## BRANO SELEZIONATO
Una famiglia, e un contesto, che non ha voluto reprimere l’interesse speciale della propria figlia. La famiglia, invece di normalizzarla, ha avuto la capacità di valorizzare il suo interesse speciale, trasformandolo in una risorsa. “E’ quello che va fatto, è la chiave per la felicità di molti Asperger e va bene così.” (http://www.spazioasperger.it)
Il cosiddetto ‘interesse speciale’ svolge un fondamentale ruolo nella gestione delle emozioni di questi ragazzi/e. Come scrive la pediatra Lilia Morabito:
“La gestione di questo disturbo è basata su una serie di interventi che hanno lo scopo di migliorare il comportamento e la comunicazione del bambino con sindrome di Asperger, aiutandolo in quegli aspetti relazionali che altrimenti potrebbero penalizzarlo e isolarlo dal gruppo (come le difficoltà nel linguaggio) e incoraggiando i suoi punti di forza (come ad esempio i suoi “interessi speciali”); proprio i suoi interessi sono una vera e propria risorsa per lui, in quanto fonte di divertimento, apprendimento e autostima.A tal proposito, oltre a genitori e terapeuti, anche gli insegnanti hanno un ruolo fondamentale, perché devono sostenere e incoraggiare la formazione e l’educazione del bambino. Durante l’adolescenza, infatti, i pazienti con sindrome di Asperger notano la propria diversità e si rendono dunque conto delle difficoltà che incontrano nei rapporti con i coetanei; se non adeguatamente supportati, possono sviluppare forme di depressione o disturbi d’ansia.” Come successo a Greta.
Dati questi accorgimenti, queste circostanze che non possono essere assolutamente date per scontate, gli ‘Aspi’ possono vivere una vita normale come tutti. E raggiungere il successo.
“Prima di iniziare gli scioperi a scuola – scrive Greta in un altro tweet – non avevo energia, non avevo amici e non parlavo con nessuno. Mi sedevo da sola a casa, con un disturbo alimentare. Tutto ciò è sparito ora, poiché ho trovato un significato, in un mondo che a volte sembra superficiale e insignificante per così tante persone”.
E’ l’estate del 2018, quando Greta Thunberg, studentessa eccellente, invece di andare a scuola, si presenta davanti al Parlamento svedese, a Stoccolma, con un cartello “Skolstrejk för klimatet” (“Sciopero scolastico per il clima”). Dopo le elezioni politiche svedesi, la Thunberg torna a scuola, assentandosi comunque ogni venerdì della settimana, per proseguire la sua protesta davanti alla sede del Parlamento.
Nel giro di pochi mesi, la sua protesta diviene virale e supera i confini nazionali per contaggiare i giovani di tutto il mondo.

## Dati di localizzazione con un punto per istanza
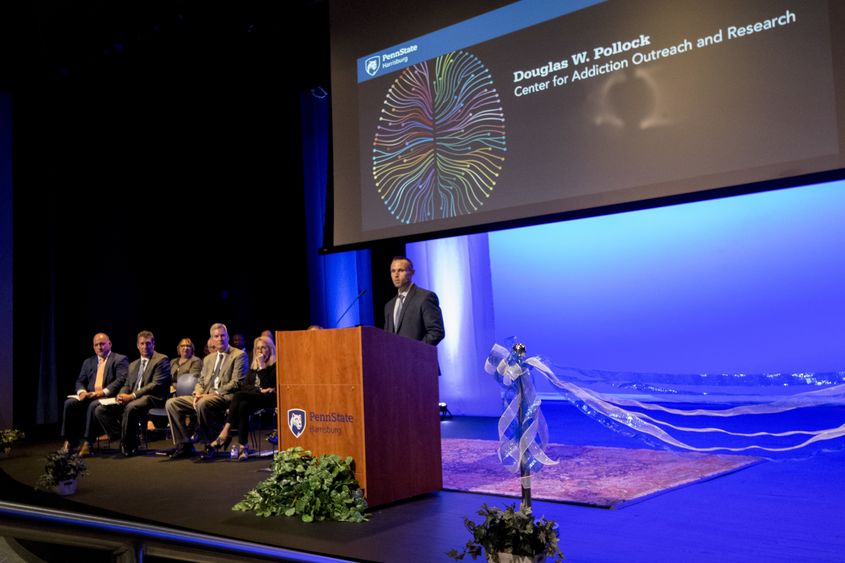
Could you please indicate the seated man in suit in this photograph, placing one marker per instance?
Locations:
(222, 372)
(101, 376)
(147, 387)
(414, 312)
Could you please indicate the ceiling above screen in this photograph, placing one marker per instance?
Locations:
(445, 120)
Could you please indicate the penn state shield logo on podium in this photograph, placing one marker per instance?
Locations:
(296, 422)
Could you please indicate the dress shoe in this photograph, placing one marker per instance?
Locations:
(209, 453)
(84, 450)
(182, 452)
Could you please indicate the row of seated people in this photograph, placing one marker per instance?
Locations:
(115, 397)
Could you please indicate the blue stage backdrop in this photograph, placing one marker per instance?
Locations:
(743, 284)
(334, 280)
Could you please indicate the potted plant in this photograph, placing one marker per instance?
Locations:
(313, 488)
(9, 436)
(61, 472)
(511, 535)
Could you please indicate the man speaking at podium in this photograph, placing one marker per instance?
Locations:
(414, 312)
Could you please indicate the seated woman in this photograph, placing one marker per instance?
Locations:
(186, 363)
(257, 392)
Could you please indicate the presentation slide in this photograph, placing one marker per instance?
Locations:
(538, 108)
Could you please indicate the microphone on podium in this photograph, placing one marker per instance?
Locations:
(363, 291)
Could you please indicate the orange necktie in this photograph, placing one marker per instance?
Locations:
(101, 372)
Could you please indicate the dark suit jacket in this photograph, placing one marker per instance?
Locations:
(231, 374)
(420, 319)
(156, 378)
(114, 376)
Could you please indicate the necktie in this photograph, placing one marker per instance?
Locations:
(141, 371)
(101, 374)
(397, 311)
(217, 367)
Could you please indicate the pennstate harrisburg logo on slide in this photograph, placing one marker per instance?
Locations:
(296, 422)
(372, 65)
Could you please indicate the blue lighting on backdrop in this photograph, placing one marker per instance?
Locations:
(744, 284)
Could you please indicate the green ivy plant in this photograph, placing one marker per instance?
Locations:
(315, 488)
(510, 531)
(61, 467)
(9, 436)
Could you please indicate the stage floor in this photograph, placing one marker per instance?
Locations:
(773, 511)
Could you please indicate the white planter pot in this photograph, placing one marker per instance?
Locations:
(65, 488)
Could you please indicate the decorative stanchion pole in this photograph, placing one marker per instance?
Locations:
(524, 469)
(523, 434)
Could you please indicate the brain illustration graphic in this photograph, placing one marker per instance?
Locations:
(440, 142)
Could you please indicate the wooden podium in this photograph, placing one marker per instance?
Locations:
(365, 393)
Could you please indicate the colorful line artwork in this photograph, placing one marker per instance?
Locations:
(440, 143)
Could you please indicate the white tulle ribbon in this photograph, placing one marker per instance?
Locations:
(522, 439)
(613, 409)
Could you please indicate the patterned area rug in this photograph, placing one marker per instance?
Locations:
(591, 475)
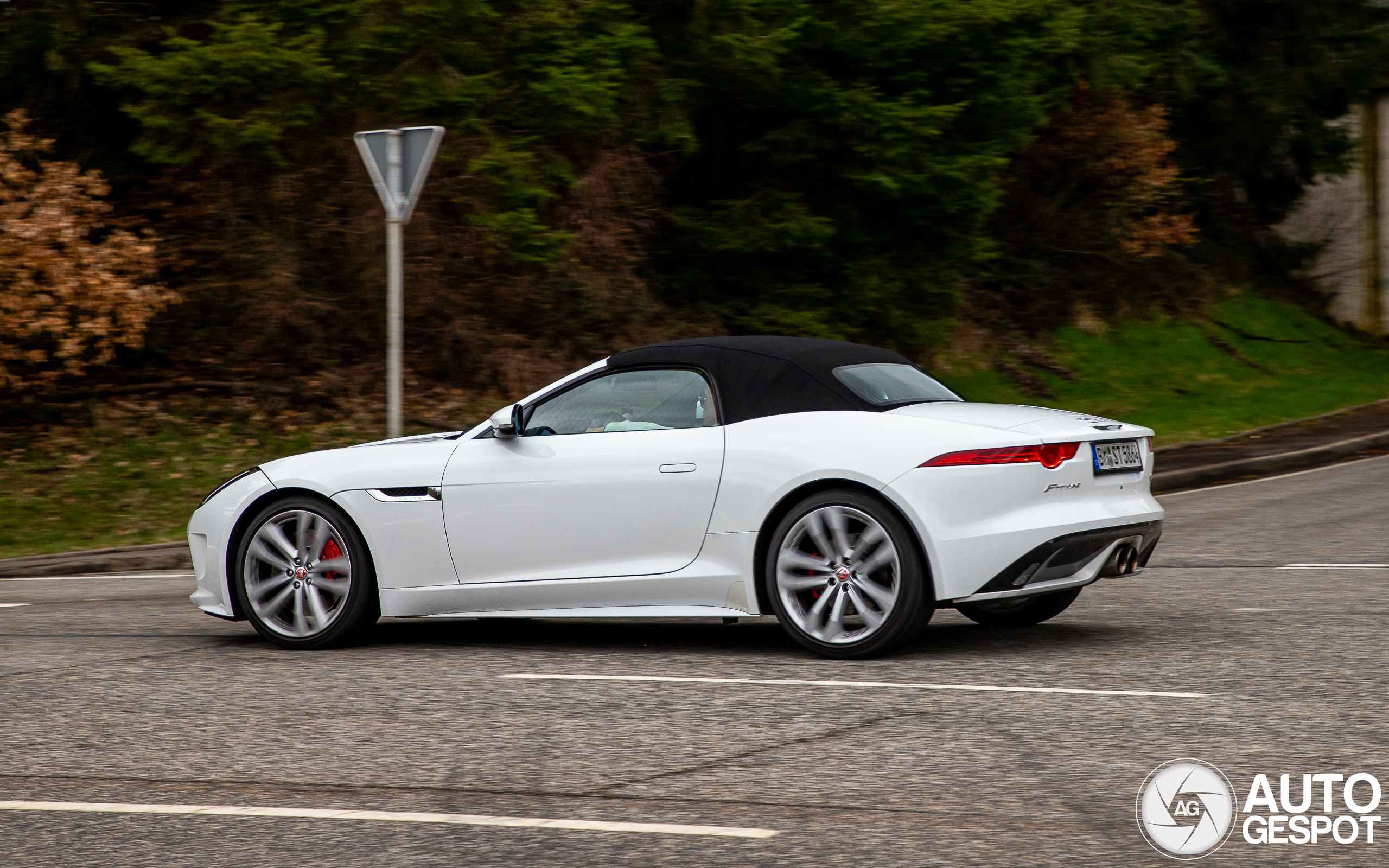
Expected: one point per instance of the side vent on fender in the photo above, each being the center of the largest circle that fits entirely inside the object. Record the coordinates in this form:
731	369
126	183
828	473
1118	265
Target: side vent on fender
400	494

--

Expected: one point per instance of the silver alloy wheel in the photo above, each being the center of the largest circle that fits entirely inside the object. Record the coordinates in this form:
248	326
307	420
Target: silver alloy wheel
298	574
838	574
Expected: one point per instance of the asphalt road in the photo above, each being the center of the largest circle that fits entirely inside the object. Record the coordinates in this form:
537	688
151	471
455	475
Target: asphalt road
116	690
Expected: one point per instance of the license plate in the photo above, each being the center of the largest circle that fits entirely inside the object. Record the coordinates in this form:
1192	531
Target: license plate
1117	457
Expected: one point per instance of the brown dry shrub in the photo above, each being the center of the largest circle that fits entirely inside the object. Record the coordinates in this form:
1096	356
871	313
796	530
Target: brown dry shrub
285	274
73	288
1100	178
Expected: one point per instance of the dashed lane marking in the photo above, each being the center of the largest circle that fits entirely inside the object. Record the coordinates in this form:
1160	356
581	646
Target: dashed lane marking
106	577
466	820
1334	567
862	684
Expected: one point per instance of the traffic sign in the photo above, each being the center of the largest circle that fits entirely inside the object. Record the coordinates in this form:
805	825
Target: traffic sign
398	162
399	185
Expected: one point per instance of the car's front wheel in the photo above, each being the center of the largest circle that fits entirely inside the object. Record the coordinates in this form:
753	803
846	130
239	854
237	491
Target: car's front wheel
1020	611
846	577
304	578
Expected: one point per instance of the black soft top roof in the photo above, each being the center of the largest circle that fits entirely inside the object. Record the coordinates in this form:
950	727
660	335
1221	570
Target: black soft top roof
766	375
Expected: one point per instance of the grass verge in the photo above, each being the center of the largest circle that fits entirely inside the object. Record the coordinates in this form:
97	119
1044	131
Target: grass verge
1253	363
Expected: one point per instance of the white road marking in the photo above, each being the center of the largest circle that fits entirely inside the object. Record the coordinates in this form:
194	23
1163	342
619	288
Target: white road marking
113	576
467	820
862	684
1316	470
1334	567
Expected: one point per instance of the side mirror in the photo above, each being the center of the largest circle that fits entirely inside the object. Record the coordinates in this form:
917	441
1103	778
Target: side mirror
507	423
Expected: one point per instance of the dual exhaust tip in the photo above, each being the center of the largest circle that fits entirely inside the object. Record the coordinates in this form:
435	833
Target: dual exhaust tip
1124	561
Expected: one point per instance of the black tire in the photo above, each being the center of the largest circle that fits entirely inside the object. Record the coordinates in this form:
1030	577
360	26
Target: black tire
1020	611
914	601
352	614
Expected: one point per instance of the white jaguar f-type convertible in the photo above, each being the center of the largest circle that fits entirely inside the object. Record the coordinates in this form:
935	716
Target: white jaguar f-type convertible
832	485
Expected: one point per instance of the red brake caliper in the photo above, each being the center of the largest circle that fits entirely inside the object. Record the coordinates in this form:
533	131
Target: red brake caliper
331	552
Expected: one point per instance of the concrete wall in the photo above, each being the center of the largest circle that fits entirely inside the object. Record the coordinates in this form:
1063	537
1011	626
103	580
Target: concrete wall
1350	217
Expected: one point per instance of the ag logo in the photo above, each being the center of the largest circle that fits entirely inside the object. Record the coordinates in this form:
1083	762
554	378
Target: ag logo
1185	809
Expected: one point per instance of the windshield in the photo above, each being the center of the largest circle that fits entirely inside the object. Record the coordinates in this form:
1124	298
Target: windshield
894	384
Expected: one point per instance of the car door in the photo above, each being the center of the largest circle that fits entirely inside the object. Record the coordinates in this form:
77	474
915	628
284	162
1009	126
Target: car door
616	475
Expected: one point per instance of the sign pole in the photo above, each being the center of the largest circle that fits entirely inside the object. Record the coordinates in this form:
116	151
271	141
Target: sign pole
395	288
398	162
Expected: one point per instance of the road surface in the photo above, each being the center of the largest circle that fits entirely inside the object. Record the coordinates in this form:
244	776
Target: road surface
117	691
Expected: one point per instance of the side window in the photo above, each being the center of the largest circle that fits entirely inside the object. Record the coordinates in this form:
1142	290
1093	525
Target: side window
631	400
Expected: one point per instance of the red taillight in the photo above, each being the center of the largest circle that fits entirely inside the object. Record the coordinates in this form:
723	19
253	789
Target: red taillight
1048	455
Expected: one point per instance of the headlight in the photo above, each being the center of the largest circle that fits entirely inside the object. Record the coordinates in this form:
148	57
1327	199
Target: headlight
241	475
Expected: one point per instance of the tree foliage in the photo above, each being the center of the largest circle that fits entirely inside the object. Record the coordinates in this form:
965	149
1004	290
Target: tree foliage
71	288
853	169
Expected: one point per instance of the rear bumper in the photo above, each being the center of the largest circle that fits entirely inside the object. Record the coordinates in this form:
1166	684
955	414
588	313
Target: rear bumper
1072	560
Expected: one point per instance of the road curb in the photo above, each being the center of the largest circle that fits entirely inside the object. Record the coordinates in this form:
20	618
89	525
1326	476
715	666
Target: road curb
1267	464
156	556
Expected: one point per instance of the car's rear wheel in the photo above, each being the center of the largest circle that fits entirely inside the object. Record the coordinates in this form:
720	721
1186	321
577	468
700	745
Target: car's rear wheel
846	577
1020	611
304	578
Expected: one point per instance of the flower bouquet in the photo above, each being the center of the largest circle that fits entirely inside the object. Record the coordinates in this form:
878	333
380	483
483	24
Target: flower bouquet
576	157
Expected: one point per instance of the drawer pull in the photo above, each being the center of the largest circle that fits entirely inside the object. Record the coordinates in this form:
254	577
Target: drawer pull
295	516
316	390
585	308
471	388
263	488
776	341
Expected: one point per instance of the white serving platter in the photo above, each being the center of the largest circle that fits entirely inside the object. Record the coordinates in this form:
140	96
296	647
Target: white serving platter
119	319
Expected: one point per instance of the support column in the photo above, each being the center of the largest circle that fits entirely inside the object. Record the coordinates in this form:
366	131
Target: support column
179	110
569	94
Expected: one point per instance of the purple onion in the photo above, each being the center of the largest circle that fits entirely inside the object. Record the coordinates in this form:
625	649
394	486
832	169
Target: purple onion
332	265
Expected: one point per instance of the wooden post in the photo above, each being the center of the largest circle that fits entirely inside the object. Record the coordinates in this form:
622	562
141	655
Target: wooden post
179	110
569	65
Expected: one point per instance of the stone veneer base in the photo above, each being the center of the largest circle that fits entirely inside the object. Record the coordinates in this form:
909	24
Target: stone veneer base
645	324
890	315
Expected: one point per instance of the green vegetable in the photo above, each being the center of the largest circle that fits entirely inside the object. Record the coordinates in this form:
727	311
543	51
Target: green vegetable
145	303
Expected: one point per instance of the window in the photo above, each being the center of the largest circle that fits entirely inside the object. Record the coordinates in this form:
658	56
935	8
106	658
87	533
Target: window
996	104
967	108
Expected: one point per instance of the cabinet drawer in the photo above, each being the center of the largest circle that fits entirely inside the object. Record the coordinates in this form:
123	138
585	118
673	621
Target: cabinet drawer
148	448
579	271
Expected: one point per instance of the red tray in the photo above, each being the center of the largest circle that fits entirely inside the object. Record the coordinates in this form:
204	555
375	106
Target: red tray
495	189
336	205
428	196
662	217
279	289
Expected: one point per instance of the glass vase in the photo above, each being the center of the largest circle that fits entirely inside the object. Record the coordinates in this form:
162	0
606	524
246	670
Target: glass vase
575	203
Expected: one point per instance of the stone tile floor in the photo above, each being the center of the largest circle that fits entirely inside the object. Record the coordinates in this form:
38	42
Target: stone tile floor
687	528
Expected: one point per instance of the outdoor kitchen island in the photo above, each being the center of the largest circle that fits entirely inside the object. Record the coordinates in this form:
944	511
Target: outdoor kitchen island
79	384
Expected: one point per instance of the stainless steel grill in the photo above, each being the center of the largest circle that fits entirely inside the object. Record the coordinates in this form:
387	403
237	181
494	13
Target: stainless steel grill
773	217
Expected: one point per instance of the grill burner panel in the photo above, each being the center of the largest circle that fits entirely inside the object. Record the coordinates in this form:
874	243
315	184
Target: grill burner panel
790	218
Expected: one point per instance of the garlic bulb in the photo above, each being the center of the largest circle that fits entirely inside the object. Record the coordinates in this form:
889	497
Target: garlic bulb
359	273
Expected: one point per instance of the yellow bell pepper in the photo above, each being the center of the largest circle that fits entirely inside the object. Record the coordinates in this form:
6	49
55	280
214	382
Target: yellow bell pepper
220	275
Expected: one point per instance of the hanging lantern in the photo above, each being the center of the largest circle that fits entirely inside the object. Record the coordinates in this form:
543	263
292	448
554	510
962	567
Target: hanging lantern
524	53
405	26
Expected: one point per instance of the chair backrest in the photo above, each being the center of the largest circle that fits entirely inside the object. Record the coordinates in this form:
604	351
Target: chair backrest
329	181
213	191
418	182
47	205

## OBIETTIVO DEL COMPITO
Per favore, riporta parola per parola dal brano sulla sindrome di Asperger tutto il testo da "Dati questi accorgimenti, queste" fino a "raggiungere il successo.".

## SPAZIO RISPOSTA
Dati questi accorgimenti, queste circostanze che non possono essere assolutamente date per scontate, gli ‘Aspi’ possono vivere una vita normale come tutti. E raggiungere il successo.